> [SUPPLIED MATERIAL]
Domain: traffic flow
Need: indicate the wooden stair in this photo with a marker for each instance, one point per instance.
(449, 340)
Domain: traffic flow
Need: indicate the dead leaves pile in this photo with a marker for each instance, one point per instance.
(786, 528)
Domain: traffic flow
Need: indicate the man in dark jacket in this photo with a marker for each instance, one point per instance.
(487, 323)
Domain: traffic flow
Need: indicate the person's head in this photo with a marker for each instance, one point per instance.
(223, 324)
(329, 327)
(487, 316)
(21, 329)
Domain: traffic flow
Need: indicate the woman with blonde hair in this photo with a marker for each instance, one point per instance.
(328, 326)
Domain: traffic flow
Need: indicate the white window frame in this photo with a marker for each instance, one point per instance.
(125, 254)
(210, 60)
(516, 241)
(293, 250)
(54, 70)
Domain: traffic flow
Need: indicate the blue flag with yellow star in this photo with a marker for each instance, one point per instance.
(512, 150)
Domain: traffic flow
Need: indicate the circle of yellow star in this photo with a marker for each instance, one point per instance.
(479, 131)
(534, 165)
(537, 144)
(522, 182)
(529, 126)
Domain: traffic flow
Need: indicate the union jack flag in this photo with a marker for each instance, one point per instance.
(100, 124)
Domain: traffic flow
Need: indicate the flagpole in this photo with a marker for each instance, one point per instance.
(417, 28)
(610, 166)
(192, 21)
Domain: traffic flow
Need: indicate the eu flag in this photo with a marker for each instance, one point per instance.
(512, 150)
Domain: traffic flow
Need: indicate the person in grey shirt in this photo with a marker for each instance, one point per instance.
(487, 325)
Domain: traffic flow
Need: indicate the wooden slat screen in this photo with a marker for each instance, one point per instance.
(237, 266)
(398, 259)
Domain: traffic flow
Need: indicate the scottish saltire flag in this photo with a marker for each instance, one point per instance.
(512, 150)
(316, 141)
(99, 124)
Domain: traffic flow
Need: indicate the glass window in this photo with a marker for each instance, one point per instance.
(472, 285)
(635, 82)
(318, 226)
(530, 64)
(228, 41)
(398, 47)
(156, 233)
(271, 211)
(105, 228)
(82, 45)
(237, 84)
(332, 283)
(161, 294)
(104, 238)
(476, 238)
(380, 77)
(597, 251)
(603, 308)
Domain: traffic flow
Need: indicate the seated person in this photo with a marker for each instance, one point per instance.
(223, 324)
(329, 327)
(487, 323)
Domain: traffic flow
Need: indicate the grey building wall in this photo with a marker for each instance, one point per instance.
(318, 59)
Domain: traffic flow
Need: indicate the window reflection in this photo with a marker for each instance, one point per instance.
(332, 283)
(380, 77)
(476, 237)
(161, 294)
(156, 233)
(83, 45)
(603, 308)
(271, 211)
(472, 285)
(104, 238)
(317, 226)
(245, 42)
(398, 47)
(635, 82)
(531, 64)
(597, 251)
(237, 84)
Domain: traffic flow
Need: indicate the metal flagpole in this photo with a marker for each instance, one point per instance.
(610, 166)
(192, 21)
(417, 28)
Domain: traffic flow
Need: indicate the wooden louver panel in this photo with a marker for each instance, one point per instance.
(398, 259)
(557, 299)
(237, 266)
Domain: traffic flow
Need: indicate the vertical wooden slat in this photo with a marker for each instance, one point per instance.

> [EXERCISE DIRECTIONS]
Copy out the entire material exactly.

> [EXPECTED ANSWER]
Domain: traffic flow
Need: indicate the wooden stair in this photo with a marker for each instance, one point per instance.
(449, 340)
Domain: traffic flow
Need: indicate the dead leaves pile in this photo with a marker for each instance, one point per instance.
(786, 528)
Domain: traffic flow
Need: indicate the man in dark jacket in this photo with a marker for each instance, one point per instance.
(487, 323)
Domain: traffic flow
Need: indicate the person's head in this photo with a marker for each instance, one point per instance.
(223, 324)
(329, 327)
(487, 316)
(21, 329)
Domain: traffic flow
Need: indicate the woman with blonde hair in this photo with a marker for each instance, one point per instance.
(328, 326)
Domain: traffic flow
Need: indicate the white window frame in this photo with a marker for each instance, one point per instance.
(125, 254)
(210, 60)
(516, 241)
(293, 250)
(54, 70)
Domain: traffic flow
Need: indicate the blue flag with yellow star in this photo with a marker for each instance, one point per instance.
(512, 150)
Domain: traffic flow
Need: indicate the circle of yellow star in this photo with a marker for each instance, one point per instance.
(479, 131)
(534, 165)
(537, 144)
(522, 182)
(529, 126)
Domain: traffic flow
Need: indicate the union jack flag in this photo with a marker for each instance, one point per instance.
(100, 124)
Domain: traffic flow
Need: indicate the flagpole in this photo with a marker for each instance, one point per instance.
(417, 28)
(610, 166)
(192, 21)
Domain: traffic flow
Need: indicate the eu flag in this photo with a marker for each instance, one point per instance.
(512, 150)
Domain: traffic flow
Need: indicate the person in grey shirt in this photo with a marker for each instance, one point per instance.
(487, 325)
Domain: traffic flow
Need: indicate the wooden slat screen in this photo with a marker for each instance, one point per instance.
(237, 266)
(398, 259)
Domain: traffic flow
Need: indicate the scottish saltire flag in this photo with a marker for each instance, one point per instance.
(512, 150)
(316, 141)
(99, 124)
Domain: traffic flow
Need: indicate the glass window in this photo with a marker for each instance, one point per instance.
(472, 285)
(635, 82)
(318, 226)
(530, 64)
(228, 41)
(398, 47)
(156, 233)
(271, 211)
(105, 228)
(82, 45)
(237, 84)
(332, 283)
(161, 294)
(104, 238)
(476, 238)
(380, 77)
(597, 251)
(603, 308)
Domain: traffic flow
Need: indicate the seated person in this photo with a marker for each instance, one point per instance.
(223, 324)
(329, 327)
(487, 323)
Domain: traffic flow
Need: indicate the grey building wall in this photo with a marker for each instance, one point per instance.
(318, 59)
Domain: traffic flow
Need: indicate the window reflection in this photo with a marker for each instance, one point per instance.
(332, 283)
(380, 77)
(476, 237)
(161, 294)
(156, 233)
(83, 45)
(603, 308)
(271, 211)
(472, 285)
(104, 238)
(317, 226)
(245, 42)
(398, 47)
(635, 82)
(531, 64)
(597, 251)
(237, 84)
Domain: traffic flow
Need: indicate the metal flagpole in this photo with a marker for each instance, one point per instance.
(610, 166)
(192, 21)
(417, 28)
Domain: traffic flow
Need: indicate the wooden louver panel in this photo with a marker for each instance, one point per instance.
(398, 259)
(557, 299)
(237, 266)
Domain: traffic flow
Need: indicate the vertical wooden slat in this photo with a marker for each instance, one point per instance.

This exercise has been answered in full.